* Data

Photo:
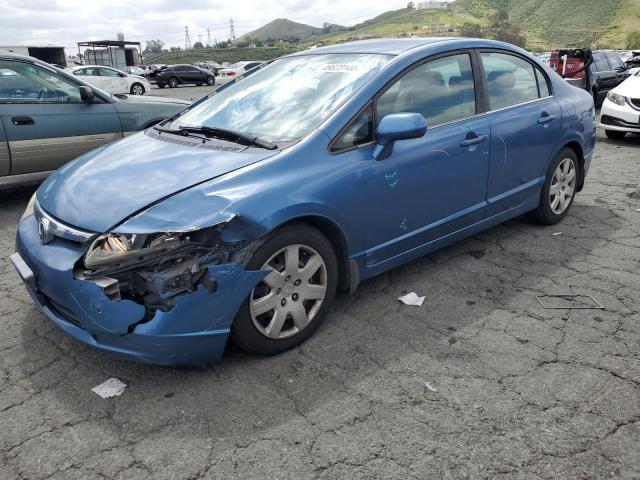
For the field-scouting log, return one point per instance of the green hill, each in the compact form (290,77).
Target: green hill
(570,23)
(545,24)
(282,29)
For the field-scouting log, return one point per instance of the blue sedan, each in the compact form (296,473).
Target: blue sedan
(243,215)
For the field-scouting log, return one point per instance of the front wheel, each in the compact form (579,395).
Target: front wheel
(559,189)
(615,134)
(287,307)
(137,89)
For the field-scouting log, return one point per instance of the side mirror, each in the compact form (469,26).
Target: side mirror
(397,126)
(86,94)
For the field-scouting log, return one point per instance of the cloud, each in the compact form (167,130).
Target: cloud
(65,22)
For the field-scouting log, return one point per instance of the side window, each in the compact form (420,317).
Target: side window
(107,72)
(615,61)
(359,132)
(511,80)
(26,83)
(441,90)
(543,86)
(602,65)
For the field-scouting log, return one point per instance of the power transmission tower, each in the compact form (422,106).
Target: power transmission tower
(187,40)
(232,32)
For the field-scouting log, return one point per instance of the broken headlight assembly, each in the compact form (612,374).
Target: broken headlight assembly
(153,269)
(617,99)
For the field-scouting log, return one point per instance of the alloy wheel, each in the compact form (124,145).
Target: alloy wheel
(290,296)
(563,185)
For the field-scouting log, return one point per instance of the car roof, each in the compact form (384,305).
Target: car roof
(385,46)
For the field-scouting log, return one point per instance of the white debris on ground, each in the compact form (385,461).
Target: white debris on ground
(412,299)
(111,388)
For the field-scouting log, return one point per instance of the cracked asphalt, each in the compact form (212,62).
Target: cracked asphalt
(480,382)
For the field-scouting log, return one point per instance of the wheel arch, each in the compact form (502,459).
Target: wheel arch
(577,148)
(336,237)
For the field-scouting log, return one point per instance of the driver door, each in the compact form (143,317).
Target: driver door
(46,122)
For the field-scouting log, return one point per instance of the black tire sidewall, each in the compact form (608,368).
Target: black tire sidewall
(543,214)
(244,332)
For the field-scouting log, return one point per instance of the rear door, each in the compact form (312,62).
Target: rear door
(619,69)
(5,160)
(605,76)
(113,79)
(525,122)
(46,122)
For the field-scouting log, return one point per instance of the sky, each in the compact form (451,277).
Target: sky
(65,22)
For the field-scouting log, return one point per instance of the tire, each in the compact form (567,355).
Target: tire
(615,134)
(551,211)
(137,89)
(286,294)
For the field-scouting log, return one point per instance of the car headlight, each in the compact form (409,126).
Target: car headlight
(30,206)
(617,99)
(114,249)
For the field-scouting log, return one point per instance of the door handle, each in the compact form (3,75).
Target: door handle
(474,141)
(546,119)
(22,121)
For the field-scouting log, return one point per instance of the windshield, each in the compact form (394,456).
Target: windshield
(287,99)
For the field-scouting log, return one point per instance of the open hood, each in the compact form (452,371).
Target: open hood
(102,188)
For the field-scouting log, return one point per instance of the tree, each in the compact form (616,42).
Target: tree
(633,40)
(153,46)
(471,30)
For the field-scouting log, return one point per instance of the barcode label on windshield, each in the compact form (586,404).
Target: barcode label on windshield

* Your instructions
Quote all the lines above exactly as given. Do not include the pictures.

* Task output
Photo:
For the field-scouting log, return one point per instance of the green hill, each in the compact form (290,77).
Target: green hill
(570,23)
(545,24)
(282,29)
For the field-scouting log, return one point per instance of the blue sedan, each in the compact form (296,473).
Target: blue sedan
(243,215)
For the field-scouting log, return one point per instance of the front wheel, each in the compact form (579,395).
Target: front wheel
(559,189)
(615,134)
(287,307)
(137,89)
For the field-scouting log, return one point per instance of the side mirror, each in the compact form (469,26).
Target: side mirror
(397,126)
(86,94)
For the field-scouting log, return one point per instance of the cloud, each in the compact form (167,130).
Target: cloud
(65,22)
For the field-scouting log, return one point per instance of the side window, each in the compact form (420,317).
Target: side window
(107,72)
(615,61)
(359,132)
(511,80)
(26,83)
(441,90)
(543,86)
(602,65)
For the field-scouting log, return one point per instance of the power transmission tower, each in the compact form (422,106).
Target: power transmission tower
(187,40)
(232,32)
For the field-scouting log, return one point per instance of the broken headlight assembly, each in the compact form (612,374).
Target: broken headlight assembly
(153,269)
(617,99)
For the field-scouting log, return one point per instance of the alloy wheel, each in the compact form (124,145).
Target: alloy wheel
(290,296)
(563,185)
For the field-scouting log, return one point per instance of the car roof, each in the compact form (384,305).
Target: car roof
(385,46)
For the field-scouting log, return one point per instance of the white debris on ground, each in the compact form (385,461).
Target: white debris on ground
(412,299)
(111,388)
For the field-scouting log, return one point per instance of the cracked asphalt, each in the compact form (212,62).
Target: cracked asphalt
(480,382)
For the field-scouting log, return one point per instance of the wheel arch, each in the compact form (502,459).
Target: wheel arch
(577,148)
(336,237)
For the field-scouting log, return one point per instance of the driver door, each in the compact form (143,317).
Target: driver door
(46,122)
For the field-scouting log, return one point per instance of the black tire sidewall, each in the compact form (608,368).
Target: black tire sidewall
(543,214)
(244,332)
For the field-scouting log, return one point per instance of the rear door, each in the compact form (312,62).
Target: rear door
(619,69)
(5,160)
(605,76)
(113,79)
(525,122)
(46,122)
For the field-scouting log, return one point per instance of the sky, each in the compact form (451,277).
Target: sky
(65,22)
For the field-scouting log, return one point per instance of the tire, each in the compact form (567,355).
Target: tire
(615,134)
(551,211)
(137,89)
(286,294)
For the field-scouting log, return one point per instance of the car headlight, each in the compact form (409,126).
Target: car headlight
(30,206)
(617,99)
(114,249)
For the field-scouting log, return one point per instance of the door handle, each in the compact form (3,75).
Target: door handle
(474,141)
(546,119)
(22,121)
For the field-scouting log, return one point per instance of the windshield, each in the compact form (394,456).
Target: windshield
(287,99)
For the field-scouting log, return one point per instance of the open hood, each in the compact form (452,371).
Target: open hood
(102,188)
For the field-scouting log, return one point per instance of the tree, each in the compact form (616,42).
Target: tree
(633,40)
(153,46)
(471,30)
For the field-scouting log, return one point per instance of the barcode label on windshield, each in the compact form (586,404).
Target: barcode label on windshield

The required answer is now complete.